GIVEN EXERCISE -
Reproduce the material below verbatim, omitting the pictures.

EXTRACTED INFORMATION -
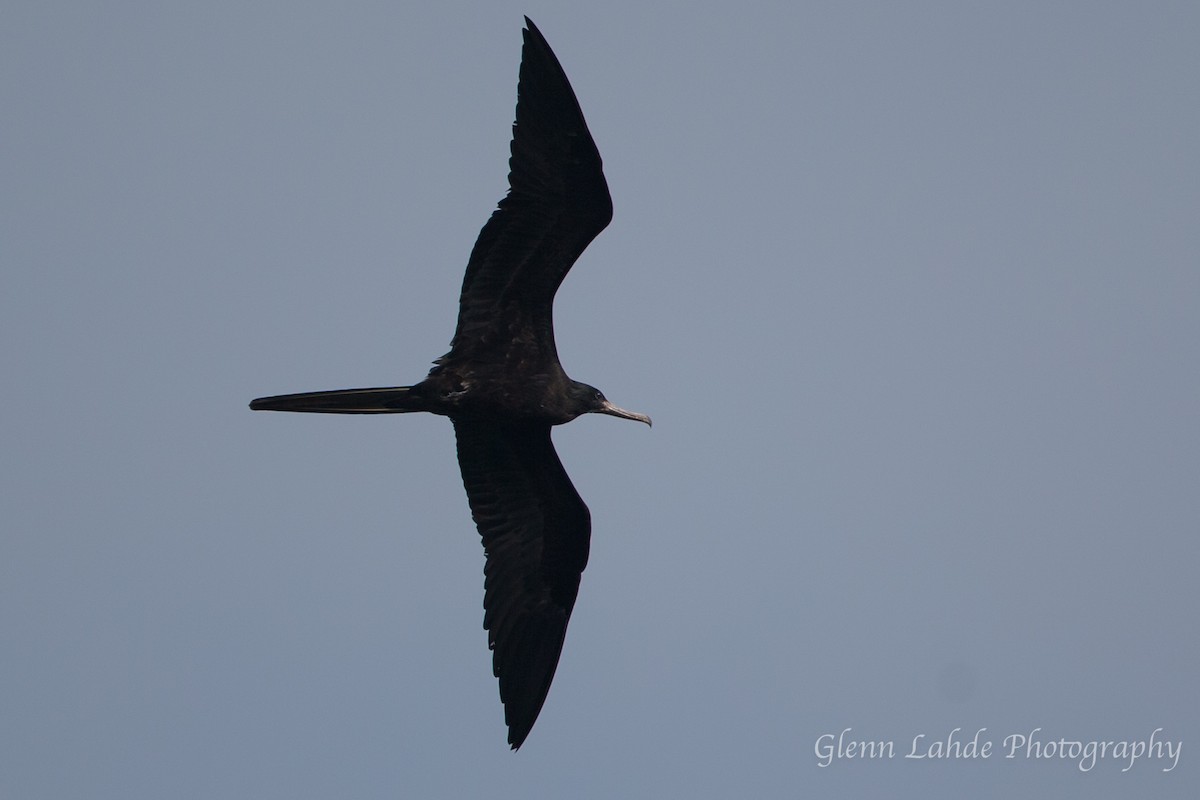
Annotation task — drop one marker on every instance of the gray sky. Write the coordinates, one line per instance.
(910, 290)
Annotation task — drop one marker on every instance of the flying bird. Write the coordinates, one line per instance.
(503, 386)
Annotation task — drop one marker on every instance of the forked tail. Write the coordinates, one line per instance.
(390, 400)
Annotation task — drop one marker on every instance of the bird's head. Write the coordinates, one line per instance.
(589, 400)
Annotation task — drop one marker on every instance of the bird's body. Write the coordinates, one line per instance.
(503, 386)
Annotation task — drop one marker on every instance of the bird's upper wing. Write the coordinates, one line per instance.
(535, 533)
(557, 203)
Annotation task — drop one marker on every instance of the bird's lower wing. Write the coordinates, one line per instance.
(535, 533)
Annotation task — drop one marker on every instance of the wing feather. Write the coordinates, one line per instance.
(537, 533)
(557, 203)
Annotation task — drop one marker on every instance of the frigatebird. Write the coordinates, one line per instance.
(503, 386)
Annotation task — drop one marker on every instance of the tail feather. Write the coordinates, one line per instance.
(390, 400)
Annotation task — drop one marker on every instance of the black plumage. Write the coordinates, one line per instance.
(503, 386)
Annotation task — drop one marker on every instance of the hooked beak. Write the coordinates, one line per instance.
(613, 410)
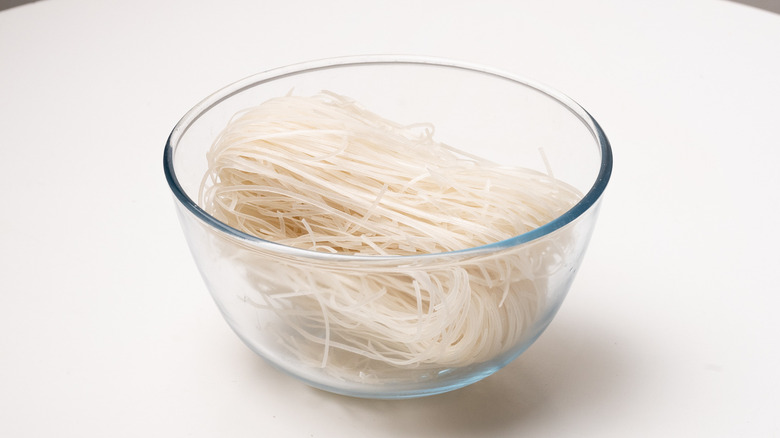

FULL ANSWER -
Annotation task — drop one marker on every instance of the gray sky. Write the coordinates, one line per instance.
(910, 290)
Annotation task — drop one marker on every instance of the flying bird. Write the coordinates, one line per instance.
(503, 386)
Annotation task — drop one marker on every instance of the forked tail. Write the coordinates, one line per instance.
(390, 400)
Annotation task — drop one marker on every instance of the bird's head. Write the coordinates, one line per instance.
(589, 400)
Annotation task — drop one marker on every instance of the bird's body. Write the coordinates, one line per instance.
(503, 386)
Annotation task — drop one marker on every instance of the bird's upper wing. Write the coordinates, one line per instance.
(535, 533)
(557, 203)
Annotation task — drop one marker on every instance of the bird's lower wing. Write the coordinates, one line per instance.
(535, 533)
Annotation task — drop one marker on every instance of the wing feather. Write the coordinates, one line per instance.
(537, 533)
(557, 203)
Annotation task — drop one marker on every instance of the frigatebird. Write the coordinates, one line per instance.
(503, 386)
Annotation task — drop one marker on every instance of the tail feather. Write the coordinates, one line per instance.
(390, 400)
Annotation task — drop one marker on every instance of the black plumage. Write the coordinates, one line per instance.
(503, 386)
Annotation task — drop one marker on every instance of the hooked beak. Write the coordinates, one line per instance.
(613, 410)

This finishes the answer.